GIVEN TASK:
Exactly reproduce each record listed below.

DATASET EXCERPTS:
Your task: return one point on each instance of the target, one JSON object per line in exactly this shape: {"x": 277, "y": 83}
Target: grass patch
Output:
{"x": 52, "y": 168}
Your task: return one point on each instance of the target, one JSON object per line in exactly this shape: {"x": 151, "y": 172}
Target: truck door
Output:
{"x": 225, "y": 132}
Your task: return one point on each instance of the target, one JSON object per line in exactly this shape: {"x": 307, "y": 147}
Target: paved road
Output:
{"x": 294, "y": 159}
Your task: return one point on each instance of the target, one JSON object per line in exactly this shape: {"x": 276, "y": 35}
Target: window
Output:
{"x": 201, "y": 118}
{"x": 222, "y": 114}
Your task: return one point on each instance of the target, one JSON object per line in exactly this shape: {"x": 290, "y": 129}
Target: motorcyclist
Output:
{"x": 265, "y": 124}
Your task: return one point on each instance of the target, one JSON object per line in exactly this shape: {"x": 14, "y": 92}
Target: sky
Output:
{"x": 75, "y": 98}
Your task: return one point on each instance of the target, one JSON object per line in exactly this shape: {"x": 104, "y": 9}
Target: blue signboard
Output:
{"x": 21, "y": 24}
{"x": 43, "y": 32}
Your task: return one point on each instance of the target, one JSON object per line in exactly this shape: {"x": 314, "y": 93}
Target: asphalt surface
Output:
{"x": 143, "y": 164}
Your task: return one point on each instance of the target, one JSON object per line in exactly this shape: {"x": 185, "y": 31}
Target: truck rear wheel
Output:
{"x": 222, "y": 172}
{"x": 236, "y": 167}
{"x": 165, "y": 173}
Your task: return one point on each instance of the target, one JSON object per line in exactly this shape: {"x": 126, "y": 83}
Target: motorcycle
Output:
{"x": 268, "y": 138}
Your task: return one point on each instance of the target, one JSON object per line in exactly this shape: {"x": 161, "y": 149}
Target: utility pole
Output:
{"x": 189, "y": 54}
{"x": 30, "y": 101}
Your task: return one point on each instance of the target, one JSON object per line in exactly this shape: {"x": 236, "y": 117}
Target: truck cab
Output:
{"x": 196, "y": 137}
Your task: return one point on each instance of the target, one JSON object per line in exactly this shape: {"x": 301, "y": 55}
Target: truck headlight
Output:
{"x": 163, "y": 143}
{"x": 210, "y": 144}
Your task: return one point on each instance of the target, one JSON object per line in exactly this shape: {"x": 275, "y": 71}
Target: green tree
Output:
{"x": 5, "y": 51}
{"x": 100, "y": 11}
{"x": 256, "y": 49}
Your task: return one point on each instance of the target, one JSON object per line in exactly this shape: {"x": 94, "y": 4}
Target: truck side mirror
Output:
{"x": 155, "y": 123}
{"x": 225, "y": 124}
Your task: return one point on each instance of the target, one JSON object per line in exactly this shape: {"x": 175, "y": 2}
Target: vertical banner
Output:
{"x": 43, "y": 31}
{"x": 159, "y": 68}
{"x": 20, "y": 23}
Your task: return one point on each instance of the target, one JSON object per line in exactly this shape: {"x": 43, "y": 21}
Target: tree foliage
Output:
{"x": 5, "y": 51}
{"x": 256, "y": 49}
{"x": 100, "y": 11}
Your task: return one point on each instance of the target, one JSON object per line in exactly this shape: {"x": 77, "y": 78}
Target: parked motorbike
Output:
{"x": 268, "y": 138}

SOLUTION BELOW:
Your task: return one point on each instance of the target, one JSON object per line in exactly this shape: {"x": 277, "y": 83}
Target: grass patch
Output:
{"x": 52, "y": 168}
Your task: return one point on each instance of the target, one JSON object per line in exactly this shape: {"x": 151, "y": 172}
Target: truck door
Output:
{"x": 225, "y": 132}
Your task: return one point on each instance of the target, one JSON object per line in exactly this shape: {"x": 307, "y": 147}
Target: paved road
Output:
{"x": 294, "y": 159}
Your task: return one point on each instance of the target, one JSON object per line in exactly this shape: {"x": 276, "y": 35}
Target: window
Output:
{"x": 201, "y": 118}
{"x": 222, "y": 114}
Your task: return one point on each instance of the target, one JSON object per line in exactly this shape: {"x": 290, "y": 129}
Target: motorcyclist
Output:
{"x": 265, "y": 124}
Your task: return one point on each instance of the target, one JSON object per line in exactly this shape: {"x": 14, "y": 92}
Target: sky
Output:
{"x": 75, "y": 98}
Your task: return one point on each instance of the target, one JSON object per line in exactly this shape: {"x": 104, "y": 9}
Target: blue signboard
Output:
{"x": 21, "y": 24}
{"x": 43, "y": 32}
Your task: return one point on each instance of the target, one JSON object per line in exactly this shape: {"x": 314, "y": 93}
Target: asphalt surface
Output:
{"x": 143, "y": 164}
Your task: return one point on each instance of the target, one JSON object per line in exactly this shape: {"x": 185, "y": 31}
Target: truck rear wheel
Output:
{"x": 222, "y": 172}
{"x": 236, "y": 167}
{"x": 165, "y": 173}
Your task: return one point on each instance of the target, one JSON object per line in exactly this shape: {"x": 126, "y": 83}
Target: motorcycle
Output:
{"x": 268, "y": 138}
Your task: return one point on each instance of the target, one JSON object per line in exactly this shape: {"x": 161, "y": 149}
Target: utility pole
Output:
{"x": 189, "y": 54}
{"x": 30, "y": 101}
Your task: return one point on each instance of the target, one JSON object per line in exactly this shape: {"x": 236, "y": 117}
Target: truck cab
Output:
{"x": 196, "y": 137}
Your task: return one point on each instance of the target, one JSON object per line in exactly this shape: {"x": 301, "y": 55}
Target: truck headlight
Output:
{"x": 163, "y": 143}
{"x": 210, "y": 144}
Your task: return one point on each instance of the target, one JSON object per line in exactly this shape: {"x": 275, "y": 71}
Target: green tree
Output:
{"x": 5, "y": 51}
{"x": 100, "y": 11}
{"x": 256, "y": 49}
Your task: return one point on each instance of the target, one JSON object per line in exactly this shape: {"x": 94, "y": 4}
Target: truck side mirror
Output:
{"x": 155, "y": 123}
{"x": 225, "y": 124}
Your task: return one point on each instance of the target, one JSON object per line in exactly this shape: {"x": 175, "y": 2}
Target: vertical banner
Output:
{"x": 43, "y": 31}
{"x": 159, "y": 68}
{"x": 20, "y": 23}
Your task: return one point on each instance of the target, one JSON object per line in exactly this shape: {"x": 43, "y": 21}
Target: tree foliage
Output:
{"x": 5, "y": 51}
{"x": 256, "y": 49}
{"x": 100, "y": 11}
Your task: return one point on each instance of the target, one JSON object per line in exactly this shape: {"x": 77, "y": 78}
Target: parked motorbike
Output:
{"x": 268, "y": 138}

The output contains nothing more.